# Start of Data to process

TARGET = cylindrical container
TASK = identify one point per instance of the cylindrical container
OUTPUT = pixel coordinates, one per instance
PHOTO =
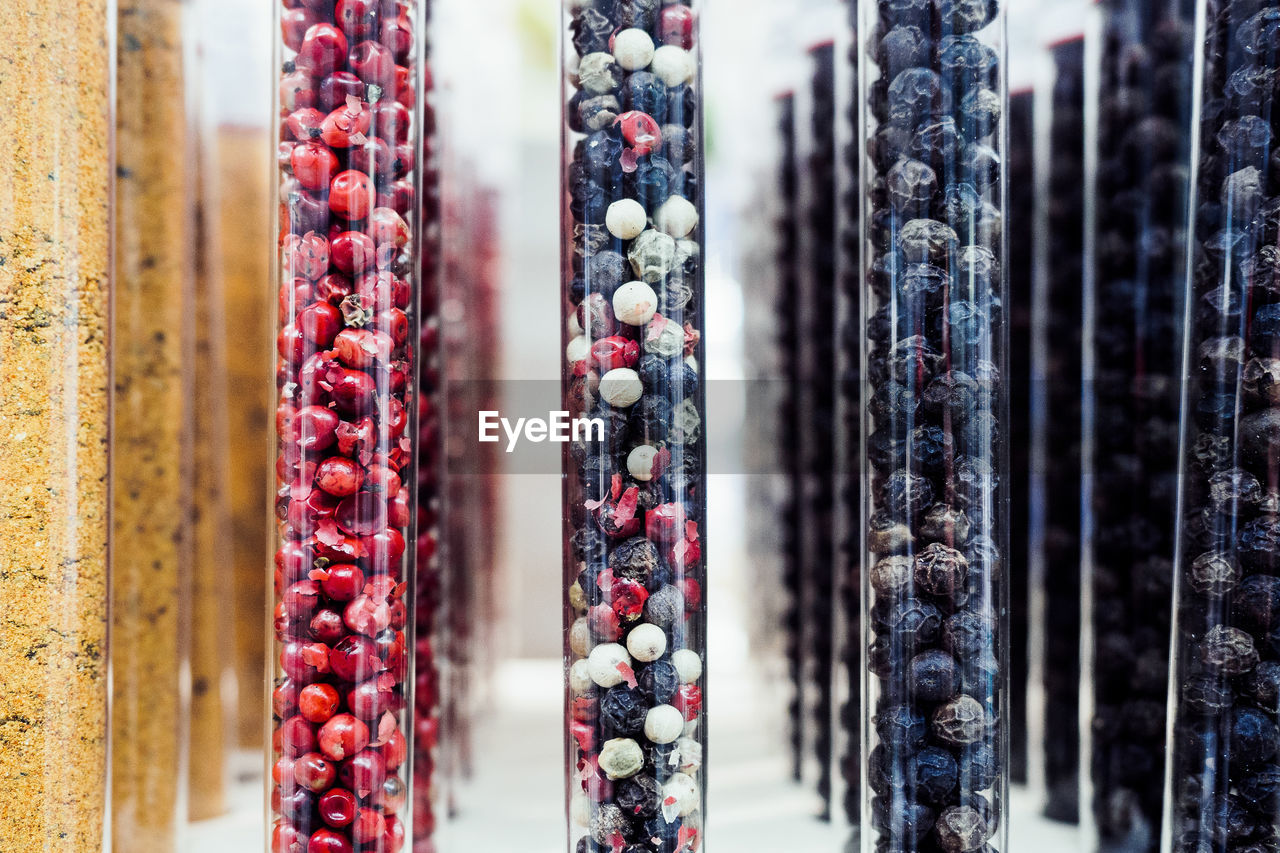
(55, 85)
(818, 337)
(1022, 203)
(634, 478)
(789, 419)
(1054, 602)
(933, 393)
(1139, 94)
(350, 272)
(429, 555)
(213, 664)
(151, 429)
(1224, 746)
(846, 457)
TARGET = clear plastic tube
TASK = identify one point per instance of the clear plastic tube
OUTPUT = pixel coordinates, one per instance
(936, 537)
(1022, 201)
(1141, 95)
(1055, 456)
(351, 296)
(151, 429)
(54, 423)
(634, 492)
(790, 419)
(1224, 744)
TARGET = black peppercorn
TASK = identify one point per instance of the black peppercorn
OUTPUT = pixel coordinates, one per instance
(622, 712)
(933, 676)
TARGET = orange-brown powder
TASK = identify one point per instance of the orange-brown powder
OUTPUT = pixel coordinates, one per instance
(54, 318)
(243, 247)
(151, 423)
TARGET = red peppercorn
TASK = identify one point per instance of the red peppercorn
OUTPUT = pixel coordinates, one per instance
(282, 772)
(369, 826)
(362, 349)
(314, 165)
(314, 772)
(364, 772)
(306, 256)
(327, 626)
(357, 18)
(351, 194)
(373, 158)
(397, 33)
(305, 661)
(336, 89)
(295, 738)
(346, 124)
(368, 616)
(353, 658)
(301, 600)
(339, 475)
(284, 698)
(384, 550)
(689, 701)
(328, 842)
(640, 132)
(384, 290)
(342, 583)
(333, 288)
(338, 807)
(398, 196)
(392, 797)
(664, 524)
(323, 50)
(615, 351)
(292, 345)
(373, 63)
(287, 839)
(316, 428)
(292, 560)
(693, 593)
(342, 735)
(370, 699)
(394, 751)
(393, 839)
(304, 123)
(352, 392)
(297, 90)
(295, 24)
(318, 702)
(676, 26)
(353, 252)
(385, 226)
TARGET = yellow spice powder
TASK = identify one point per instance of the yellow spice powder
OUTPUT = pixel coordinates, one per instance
(54, 255)
(243, 247)
(211, 562)
(151, 434)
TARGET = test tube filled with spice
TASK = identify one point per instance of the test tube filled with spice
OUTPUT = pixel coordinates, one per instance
(1054, 568)
(1141, 82)
(350, 314)
(935, 612)
(55, 219)
(151, 428)
(634, 478)
(1225, 744)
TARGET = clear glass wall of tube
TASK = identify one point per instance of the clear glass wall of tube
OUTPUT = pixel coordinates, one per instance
(933, 95)
(634, 483)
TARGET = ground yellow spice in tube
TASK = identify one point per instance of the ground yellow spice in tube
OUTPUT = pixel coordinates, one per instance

# End of Data to process

Arrange every line of the listing above as a numbered list, skipping any blank lines. Omit the picture.

Completed exercise
1. TARGET = cylindrical container
2. TASK = identify one point per instance of the cylindrical container
3. OUTPUT = pixel coordinates, one per instance
4. PHOTO =
5. (55, 85)
6. (818, 337)
7. (1022, 203)
8. (634, 478)
9. (789, 419)
10. (1054, 602)
11. (933, 393)
12. (1139, 94)
13. (350, 272)
14. (429, 555)
15. (213, 664)
16. (151, 429)
17. (1224, 746)
18. (846, 457)
19. TARGET = clear plastic tube
20. TASK = identify one point per instance of the clear plastic tube
21. OUTPUT = pixel coordinates, one per instance
22. (936, 537)
23. (1022, 201)
24. (1141, 95)
25. (1055, 456)
26. (351, 296)
27. (151, 429)
28. (54, 423)
29. (634, 492)
30. (790, 419)
31. (1224, 744)
32. TARGET = black peppercorn
33. TASK = identify one point per instance of the black peppercorn
34. OUTPUT = pixel coordinates, one per instance
35. (622, 712)
36. (933, 676)
37. TARGET = orange-brown powder
38. TASK = identify one point per instance of the orange-brown powder
39. OUTPUT = pixel coordinates, one per instance
40. (54, 318)
41. (243, 247)
42. (151, 423)
43. TARGET = red peppercorn
44. TASK = identify one point per instance of the red peppercorn
45. OUTPUT = pixel coordinates, one per instance
46. (282, 772)
47. (369, 826)
48. (362, 349)
49. (314, 165)
50. (314, 772)
51. (364, 772)
52. (306, 256)
53. (327, 626)
54. (357, 18)
55. (351, 194)
56. (373, 158)
57. (397, 33)
58. (305, 661)
59. (336, 89)
60. (295, 738)
61. (346, 124)
62. (368, 616)
63. (353, 658)
64. (301, 600)
65. (339, 475)
66. (284, 698)
67. (384, 550)
68. (689, 701)
69. (328, 842)
70. (640, 132)
71. (384, 290)
72. (342, 583)
73. (333, 288)
74. (338, 807)
75. (398, 196)
76. (392, 797)
77. (664, 524)
78. (323, 50)
79. (615, 351)
80. (292, 345)
81. (373, 63)
82. (287, 839)
83. (316, 428)
84. (292, 560)
85. (693, 593)
86. (342, 735)
87. (370, 699)
88. (394, 751)
89. (393, 839)
90. (304, 123)
91. (352, 392)
92. (297, 90)
93. (295, 24)
94. (318, 702)
95. (676, 26)
96. (353, 252)
97. (385, 226)
98. TARGET = yellow spice powder
99. TASK = identify one point per instance of the yellow spice powder
100. OUTPUT = pixel coordinates, one per instance
101. (54, 255)
102. (243, 247)
103. (211, 562)
104. (151, 434)
105. TARGET = test tube filled with spice
106. TASK = identify one point per instance of the test tube filled with spice
107. OUTPUT = pixel coordinates, one per instance
108. (1054, 568)
109. (1141, 82)
110. (350, 314)
111. (935, 612)
112. (55, 219)
113. (151, 428)
114. (634, 478)
115. (1225, 744)
116. TARGET = clear glass wall of tube
117. TASK = identify one point per instance of the clear glass wall of tube
118. OUTPUT = pixel coordinates, one per instance
119. (933, 95)
120. (634, 483)
121. TARGET = ground yellow spice in tube
122. TASK = identify one point per instance of the ground yellow spice in tube
123. OUTPUT = pixel coordinates, one per instance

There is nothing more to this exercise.